● Extracted text
###

The hadronic $Z^{0}$ decay rate is a sum of vector and
axial-vector contributions of which
the vector contribution is known
to order $\alpha_{s}^3$ from the calculation of $\sigma_{tot}(e^{+}e^{-}
\rightarrow \gamma
\rightarrow hadrons)$ \cite{gorishny2}.
The correctness of this calculation is strongly supported by
\cite{broadhurst2} where the non-trivial connection between the result
\cite{gorishny2} and the $\alpha_{s}^3$ approximation \cite{gls}
 to deep inelastic sum rules was established.
The axial-vector part of the hadronic $Z^{0}$ decay rate was calculated
to order $\alpha_{s}^2$ in \cite{kniehl1} and confirmed in \cite{chetyrkin1}
where renormalization group improvements were made.
The $Z^{0}$ decay into 3 gluons in order  $\alpha_{s}^3$
has been calculated in \cite{bij1}.

###

● Task A
List every distinct citation key that appears inside a \cite command in the passage on the hadronic $Z^{0}$ decay rate.
● Task B
In the passage on the hadronic $Z^{0}$ decay rate, to what order in $\alpha_{s}$ was the axial-vector part calculated?
● Task C
Carry the passage on the hadronic $Z^{0}$ decay rate forward from its final sentence.

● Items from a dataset
###

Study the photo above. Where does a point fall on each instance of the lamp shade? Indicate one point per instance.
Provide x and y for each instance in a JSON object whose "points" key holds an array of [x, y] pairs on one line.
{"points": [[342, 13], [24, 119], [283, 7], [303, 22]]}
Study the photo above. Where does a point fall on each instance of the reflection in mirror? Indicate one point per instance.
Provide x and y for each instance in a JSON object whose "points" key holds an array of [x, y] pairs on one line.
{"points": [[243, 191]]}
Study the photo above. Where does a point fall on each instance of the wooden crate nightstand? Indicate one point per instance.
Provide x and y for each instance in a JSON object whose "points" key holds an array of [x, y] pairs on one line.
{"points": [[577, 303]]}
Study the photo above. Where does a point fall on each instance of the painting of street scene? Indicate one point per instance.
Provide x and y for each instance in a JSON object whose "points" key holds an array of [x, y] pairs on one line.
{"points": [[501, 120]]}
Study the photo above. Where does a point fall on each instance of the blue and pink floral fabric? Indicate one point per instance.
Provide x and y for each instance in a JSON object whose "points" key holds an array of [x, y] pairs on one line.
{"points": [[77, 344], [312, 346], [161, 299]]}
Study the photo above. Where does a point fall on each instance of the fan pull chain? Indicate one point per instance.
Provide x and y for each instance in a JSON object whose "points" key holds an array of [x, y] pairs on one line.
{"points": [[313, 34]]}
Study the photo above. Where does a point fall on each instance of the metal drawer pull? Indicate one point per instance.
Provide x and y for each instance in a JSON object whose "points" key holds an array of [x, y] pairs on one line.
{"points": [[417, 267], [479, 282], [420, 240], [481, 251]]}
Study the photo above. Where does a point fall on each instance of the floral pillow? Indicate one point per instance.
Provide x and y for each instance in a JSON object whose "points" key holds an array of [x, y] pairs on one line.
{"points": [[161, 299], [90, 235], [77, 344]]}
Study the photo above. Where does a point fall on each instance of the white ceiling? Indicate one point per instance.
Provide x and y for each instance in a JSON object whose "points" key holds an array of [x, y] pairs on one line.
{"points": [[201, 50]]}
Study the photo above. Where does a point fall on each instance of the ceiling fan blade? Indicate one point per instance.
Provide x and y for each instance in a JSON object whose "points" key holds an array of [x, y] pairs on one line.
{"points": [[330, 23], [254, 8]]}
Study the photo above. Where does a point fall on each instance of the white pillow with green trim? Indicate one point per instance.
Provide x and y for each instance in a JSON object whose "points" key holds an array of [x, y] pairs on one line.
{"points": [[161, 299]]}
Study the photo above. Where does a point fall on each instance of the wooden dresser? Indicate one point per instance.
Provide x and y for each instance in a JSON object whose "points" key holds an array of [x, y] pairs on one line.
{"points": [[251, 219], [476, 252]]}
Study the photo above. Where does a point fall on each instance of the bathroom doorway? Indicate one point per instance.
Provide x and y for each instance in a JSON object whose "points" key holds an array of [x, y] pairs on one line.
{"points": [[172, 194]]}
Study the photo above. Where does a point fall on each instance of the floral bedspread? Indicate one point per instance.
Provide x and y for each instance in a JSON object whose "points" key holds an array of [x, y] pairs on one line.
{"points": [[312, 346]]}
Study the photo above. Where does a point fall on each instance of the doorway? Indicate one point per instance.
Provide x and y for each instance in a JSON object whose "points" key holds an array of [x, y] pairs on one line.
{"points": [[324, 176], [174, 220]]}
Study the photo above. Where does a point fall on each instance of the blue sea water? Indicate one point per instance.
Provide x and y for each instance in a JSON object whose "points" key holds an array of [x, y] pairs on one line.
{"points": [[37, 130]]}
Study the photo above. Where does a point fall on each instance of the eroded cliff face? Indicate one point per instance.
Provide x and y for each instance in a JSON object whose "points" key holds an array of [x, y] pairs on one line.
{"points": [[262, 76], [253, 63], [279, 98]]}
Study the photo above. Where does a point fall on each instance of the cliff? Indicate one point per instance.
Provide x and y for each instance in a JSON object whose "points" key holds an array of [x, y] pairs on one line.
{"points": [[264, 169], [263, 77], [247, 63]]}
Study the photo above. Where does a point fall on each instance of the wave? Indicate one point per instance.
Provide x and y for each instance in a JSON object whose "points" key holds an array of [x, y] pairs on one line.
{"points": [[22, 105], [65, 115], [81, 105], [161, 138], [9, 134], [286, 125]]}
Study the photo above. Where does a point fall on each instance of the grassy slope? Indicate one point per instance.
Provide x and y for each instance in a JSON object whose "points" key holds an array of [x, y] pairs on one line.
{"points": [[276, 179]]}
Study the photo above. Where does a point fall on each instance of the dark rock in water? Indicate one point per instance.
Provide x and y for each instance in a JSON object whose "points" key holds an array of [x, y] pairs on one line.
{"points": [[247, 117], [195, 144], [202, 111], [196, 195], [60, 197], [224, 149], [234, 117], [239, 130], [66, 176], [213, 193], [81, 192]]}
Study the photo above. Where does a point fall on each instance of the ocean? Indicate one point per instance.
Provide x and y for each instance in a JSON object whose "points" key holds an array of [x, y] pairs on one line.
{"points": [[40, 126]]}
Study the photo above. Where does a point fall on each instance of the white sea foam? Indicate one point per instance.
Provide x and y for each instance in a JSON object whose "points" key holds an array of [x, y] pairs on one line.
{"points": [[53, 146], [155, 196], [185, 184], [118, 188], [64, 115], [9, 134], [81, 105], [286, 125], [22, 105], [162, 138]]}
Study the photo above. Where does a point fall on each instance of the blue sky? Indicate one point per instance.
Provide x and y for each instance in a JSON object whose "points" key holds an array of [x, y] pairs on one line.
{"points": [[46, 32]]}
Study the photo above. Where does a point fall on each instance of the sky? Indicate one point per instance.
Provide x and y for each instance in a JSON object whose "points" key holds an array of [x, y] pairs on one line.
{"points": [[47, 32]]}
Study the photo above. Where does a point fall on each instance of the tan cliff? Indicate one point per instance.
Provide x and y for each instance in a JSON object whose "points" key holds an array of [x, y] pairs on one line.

###

● Final result A
gorishny2, broadhurst2, gls, kniehl1, chetyrkin1, bij1

● Final result B
To order $\alpha_{s}^2$.

● Final result C
In this paper we present the total $\alpha_{s}^3$ correction to the
$Z^{0}$ decay rate into hadrons by calculating the axial-vector part
in  order $\alpha_{s}^3$ in the leading order of a large top mass
expansion.

\section{Preliminaries}
For the $Z^{0}$ decay rate into hadrons,
the quantity to be determined is the squared matrix element summed over
all final hadronic states.
One can express this quantity as the imaginary part of a
current correlator in the standard way
\begin{equation} \sum_{h} <0| J^{\mu} |h> <h| J^{\nu}|0> \hspace{.15cm} =
\hspace{.05cm} 2 Im \Pi^{\mu \nu} ,\end{equation}
\begin{equation} \label{correlator}
\Pi^{\mu \nu} = i \int d^{4}z \mbox{\bf e}^{i q\cdot z}
<0| T( J^{\nu}(z) J^{\mu}(0) ) |0> \hspace{.15cm}= -g^{\mu \nu} \Pi_{1}(q^{2})
-q^{\mu}q^{\nu}\Pi_{2}(q^{2}). \end{equation}
Here $ J^{\mu}=\frac{g}{4 c_{W}}\sum_{q=1}^{6} \left[
(2I^{(3)}_{q}-4Q_{q}s_{W}^{2}
) \overline{q} \gamma^{\mu} q+2I^{(3)}_{q} \overline{q} \gamma^{\mu}\gamma_{5}
q
\right] $ is the neutral weak quark current coupled to the $Z^{0}$ bozon in the
Lagrangian of the Standard Model.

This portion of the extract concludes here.